Written instruction - Can you write out the passage on lighthouse structural monitoring below, starting at "Finally, based on" and ending at "at full scale.", with "wave loading" replaced by "wave action"?

╭─ Extract provided

The numerical structural model will also be linked with advanced physical modelling at Plymouth University's COAST Laboratory, and numerical (computational fluid dynamic) simulations.

Finally, based on the structural and wave loading models, the long term monitoring will be used to characterize the wave loading in-situ at full scale.

Outcomes of the project will be used to inform the comprehensive structural health monitoring of other lighthouses both in the British Isles and further afield through the International Association of Lighthouse Authorities. This will lead to the identification of structural distress and reduction in the risk of failure through preventative measures. Methods developed will also be of relevance to other masonry structures under wave loads so the project team includes a number of industrial partners: AECOM, Atkins, HR Wallingford and the Environment Agency who have interests in this area. As the UK has a large number of ageing coastal defences whose vulnerability to wave load was demonstrated in the winter 2013/14 storms, the applicability of the STORMLAMP findings to these structures is an important additional benefit of the project.

Planned Impact

As an island trading nation experiencing some of the world's strongest storms, the UK is particularly vulnerable to maritime navigation failure, and loss of one strategic lighthouse will have incalculable effect on safety and trade. The impact of STORMLAMP technology will be to reduce the likelihood of structural failure by characterising the loading and performance so that operators can integrate objective performance information with subjective visual assessment.

╰─
╭─ Records shown

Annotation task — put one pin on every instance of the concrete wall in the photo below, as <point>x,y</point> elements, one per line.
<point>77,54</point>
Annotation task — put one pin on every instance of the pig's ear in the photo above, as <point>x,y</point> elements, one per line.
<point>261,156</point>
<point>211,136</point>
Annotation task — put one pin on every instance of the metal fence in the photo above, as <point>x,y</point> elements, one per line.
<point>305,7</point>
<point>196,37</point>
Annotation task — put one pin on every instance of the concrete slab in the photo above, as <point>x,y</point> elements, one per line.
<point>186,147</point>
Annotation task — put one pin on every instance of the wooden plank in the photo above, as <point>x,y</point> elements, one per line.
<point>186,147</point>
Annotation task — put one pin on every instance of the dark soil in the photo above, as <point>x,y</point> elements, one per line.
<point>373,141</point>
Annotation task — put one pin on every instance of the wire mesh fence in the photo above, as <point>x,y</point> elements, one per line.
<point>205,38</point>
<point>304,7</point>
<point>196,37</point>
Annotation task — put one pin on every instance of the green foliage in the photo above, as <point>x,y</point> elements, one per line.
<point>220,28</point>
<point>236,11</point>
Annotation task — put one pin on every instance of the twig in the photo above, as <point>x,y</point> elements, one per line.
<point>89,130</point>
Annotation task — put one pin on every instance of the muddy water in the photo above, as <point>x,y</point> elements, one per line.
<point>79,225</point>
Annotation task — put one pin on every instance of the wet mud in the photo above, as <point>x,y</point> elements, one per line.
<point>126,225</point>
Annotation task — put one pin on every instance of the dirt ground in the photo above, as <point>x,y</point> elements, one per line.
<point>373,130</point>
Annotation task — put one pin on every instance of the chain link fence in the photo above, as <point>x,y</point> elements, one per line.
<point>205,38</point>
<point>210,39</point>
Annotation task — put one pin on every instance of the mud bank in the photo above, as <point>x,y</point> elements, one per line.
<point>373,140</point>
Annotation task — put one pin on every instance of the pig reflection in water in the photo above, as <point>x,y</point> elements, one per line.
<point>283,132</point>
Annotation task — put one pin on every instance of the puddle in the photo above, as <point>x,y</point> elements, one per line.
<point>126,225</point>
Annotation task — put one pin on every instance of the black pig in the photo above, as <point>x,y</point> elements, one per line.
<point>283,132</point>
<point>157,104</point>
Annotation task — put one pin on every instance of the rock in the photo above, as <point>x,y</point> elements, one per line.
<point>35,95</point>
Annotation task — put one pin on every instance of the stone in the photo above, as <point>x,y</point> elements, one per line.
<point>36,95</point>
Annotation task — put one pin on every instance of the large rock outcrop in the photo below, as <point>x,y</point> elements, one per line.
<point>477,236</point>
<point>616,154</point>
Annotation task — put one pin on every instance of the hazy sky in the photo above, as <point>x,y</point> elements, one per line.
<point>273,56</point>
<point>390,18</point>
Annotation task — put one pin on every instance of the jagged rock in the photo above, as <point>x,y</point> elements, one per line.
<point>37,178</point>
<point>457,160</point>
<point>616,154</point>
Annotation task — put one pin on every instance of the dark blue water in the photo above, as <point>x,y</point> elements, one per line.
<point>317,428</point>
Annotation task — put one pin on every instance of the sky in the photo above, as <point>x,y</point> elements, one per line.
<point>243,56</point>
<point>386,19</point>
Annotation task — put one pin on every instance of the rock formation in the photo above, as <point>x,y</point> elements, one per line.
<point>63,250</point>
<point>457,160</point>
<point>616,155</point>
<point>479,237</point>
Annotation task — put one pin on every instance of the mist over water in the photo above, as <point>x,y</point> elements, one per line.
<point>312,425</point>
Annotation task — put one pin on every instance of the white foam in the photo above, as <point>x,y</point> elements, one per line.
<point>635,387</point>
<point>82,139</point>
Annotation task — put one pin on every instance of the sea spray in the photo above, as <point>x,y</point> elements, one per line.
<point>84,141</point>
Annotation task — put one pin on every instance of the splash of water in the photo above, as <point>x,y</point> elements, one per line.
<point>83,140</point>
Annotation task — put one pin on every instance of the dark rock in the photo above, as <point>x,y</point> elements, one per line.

╰─

Task solution -
Finally, based on the structural and wave action models, the long term monitoring will be used to characterize the wave action in-situ at full scale.